**What you have to do**
Your reply should hold exactly the lines from the one that contains "For each instance of the green" through the end of the data. Repeat them word for word.

(Collected data entries)
# # # #
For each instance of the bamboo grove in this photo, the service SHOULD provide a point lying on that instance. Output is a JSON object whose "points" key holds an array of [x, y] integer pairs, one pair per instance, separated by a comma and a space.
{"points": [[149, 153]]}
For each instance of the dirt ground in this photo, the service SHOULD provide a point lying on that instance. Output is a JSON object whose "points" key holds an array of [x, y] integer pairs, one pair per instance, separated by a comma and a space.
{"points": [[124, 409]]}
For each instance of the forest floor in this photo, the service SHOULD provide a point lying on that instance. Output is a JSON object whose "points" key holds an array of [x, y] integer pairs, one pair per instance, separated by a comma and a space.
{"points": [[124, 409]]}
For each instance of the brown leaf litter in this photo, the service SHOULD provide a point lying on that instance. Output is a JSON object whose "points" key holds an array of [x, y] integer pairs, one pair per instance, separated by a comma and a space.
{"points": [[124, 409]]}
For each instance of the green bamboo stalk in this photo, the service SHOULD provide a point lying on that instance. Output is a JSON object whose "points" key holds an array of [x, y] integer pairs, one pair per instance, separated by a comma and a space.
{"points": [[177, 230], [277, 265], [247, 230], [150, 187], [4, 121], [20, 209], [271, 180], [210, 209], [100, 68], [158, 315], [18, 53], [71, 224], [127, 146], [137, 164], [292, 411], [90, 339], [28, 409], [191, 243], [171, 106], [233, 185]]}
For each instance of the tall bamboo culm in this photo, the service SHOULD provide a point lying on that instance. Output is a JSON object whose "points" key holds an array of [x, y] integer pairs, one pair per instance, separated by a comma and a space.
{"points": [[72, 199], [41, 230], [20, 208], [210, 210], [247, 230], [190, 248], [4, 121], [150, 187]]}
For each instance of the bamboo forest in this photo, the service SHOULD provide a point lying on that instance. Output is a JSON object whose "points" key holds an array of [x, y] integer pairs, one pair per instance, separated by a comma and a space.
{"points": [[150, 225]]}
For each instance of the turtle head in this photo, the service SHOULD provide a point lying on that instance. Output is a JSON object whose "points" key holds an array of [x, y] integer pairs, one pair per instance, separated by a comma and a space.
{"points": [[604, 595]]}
# # # #
**Result for this task**
For each instance of the green bamboo stalk in this photo, the service SHOULD provide a point lying on that instance. Output is a JSON object whose "points" key holds an array of [x, y] integer pairs, one pair per instance, separated by a comma and a space.
{"points": [[177, 230], [277, 265], [247, 230], [150, 187], [4, 121], [20, 209], [271, 180], [210, 209], [100, 68], [158, 315], [18, 53], [71, 224], [127, 146], [137, 164], [292, 411], [90, 339], [28, 409], [191, 243], [171, 106], [233, 185]]}
For each instance of the tall bamboo culm in this photo, the service SHOULD provide a point lying on that instance. Output is a JSON object whose "points" key holds an array of [x, y] integer pairs, one pair per instance, separated by a comma and a space.
{"points": [[72, 199], [41, 230], [20, 208], [210, 210], [247, 230], [190, 248], [4, 121], [150, 187]]}
For each instance of the bamboo forest in this photo, the service SHOULD provide a point lying on that instance. Output is a JSON object whose "points" key holds an array of [x, y] integer pairs, one pair per instance, separated by a comma and a space.
{"points": [[150, 225]]}
For each instance of the turtle head in this photo, the service SHOULD provide a point lying on that instance. Output is a JSON object whose "points" key holds an array of [x, y] integer pairs, one pair per instance, separated by a comma and a space.
{"points": [[604, 595]]}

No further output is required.